## Selection
The Fed Just Telegraphed Not To Expect Much If Anything From Bernanke's 3:45pm Speech

Tyler Durden's picture

Is the Fed telegraphing that today's 3:45pm speech, expected by many to presage some form of monetary easing preannouncement
by the Chairman, will leave many disappointed? That could well be the
case based on the just disclosed data from the Fed's mouthpiece, Jon Hilsenrath, who spoke to Chicago Fed's Evans. In the interview, we find that the Fed president decided to cut its outlook (long overdue), but more importantly, Evans, a diehard dove and a big fan of additional easing, announced that he "doesn’t
want to add to [QE]." In other words, as we have been warning, the
S&P will have to drop at least another 25% before the "high
threshold" for more money printing is reached. Ironically, for the first
time, discounting even near certain future events does not work,
courtesy of Central Planning, which needs the market to act in a
centrally planned way and drop despite the inevitable Zimbabwe reaction.

## What you need to do
Pick up the post about the Fed and Bernanke's 3:45pm speech after its last sentence and keep writing it. The records are separate material and have no connection to the post about the Fed and Bernanke's speech.

## Listed entries
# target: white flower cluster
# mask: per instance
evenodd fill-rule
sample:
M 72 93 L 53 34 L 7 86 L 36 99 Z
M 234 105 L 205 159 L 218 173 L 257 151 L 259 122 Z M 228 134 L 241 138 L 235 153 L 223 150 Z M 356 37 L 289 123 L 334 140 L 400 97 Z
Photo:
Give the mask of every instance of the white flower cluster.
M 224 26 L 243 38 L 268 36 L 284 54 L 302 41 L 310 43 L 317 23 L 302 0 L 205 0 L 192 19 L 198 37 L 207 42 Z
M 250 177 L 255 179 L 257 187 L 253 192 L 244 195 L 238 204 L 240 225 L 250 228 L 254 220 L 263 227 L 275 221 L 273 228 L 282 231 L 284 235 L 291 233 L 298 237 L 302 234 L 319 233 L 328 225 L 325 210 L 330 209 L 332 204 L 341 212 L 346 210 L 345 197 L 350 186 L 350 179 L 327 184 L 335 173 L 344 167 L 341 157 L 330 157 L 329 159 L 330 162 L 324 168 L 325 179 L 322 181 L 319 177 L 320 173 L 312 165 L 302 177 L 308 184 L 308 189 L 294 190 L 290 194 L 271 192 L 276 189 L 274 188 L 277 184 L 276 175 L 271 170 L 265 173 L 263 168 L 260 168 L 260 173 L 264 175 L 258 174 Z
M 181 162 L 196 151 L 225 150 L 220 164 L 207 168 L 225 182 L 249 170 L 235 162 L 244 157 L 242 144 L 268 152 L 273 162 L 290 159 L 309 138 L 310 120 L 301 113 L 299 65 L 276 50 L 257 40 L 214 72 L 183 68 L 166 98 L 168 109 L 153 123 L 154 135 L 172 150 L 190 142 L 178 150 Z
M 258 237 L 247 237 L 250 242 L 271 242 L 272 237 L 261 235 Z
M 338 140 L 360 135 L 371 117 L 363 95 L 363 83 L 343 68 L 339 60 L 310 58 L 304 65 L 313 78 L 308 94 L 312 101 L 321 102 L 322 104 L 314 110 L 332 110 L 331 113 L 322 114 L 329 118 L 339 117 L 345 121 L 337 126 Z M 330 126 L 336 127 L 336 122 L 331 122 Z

## Output
From the WSJ:

Charles Evans, president of the Federal Reserve Bank of Chicago, is marking down his growth forecasts for 2011 and 2012, but says he isn’t prepared to call for new Fed actions to support the economy.

In an interview with The Wall Street Journal, Mr. Evans said he now expects the economy to grow by 3% to 3.25% in 2011 and 3.5% and 3.75% in 2012, compared to the 4% growth rate he was expecting before a recent string of disappointing economic data.

He said the recovery remains intact and that the damaging effects of recent shocks to growth – such as Japan’s earthquake and tsunami – should prove transitory.

The Fed later this month will conclude its $600 billion Treasury securities purchase program. Mr. Evans doesn’t want to add to it, but he also has no inclination to reduce the Fed’s portfolio of mortgage or Treasury securities any time soon, he said.

Mr. Evans was among the Fed’s more outspoken proponents of the Treasury purchase program. His comments suggest that there isn’t a strong base at the Fed right now for more monetary easing. Proponents of the Fed’s easy money stance might instead be focused on keeping the current policy in place for a long time.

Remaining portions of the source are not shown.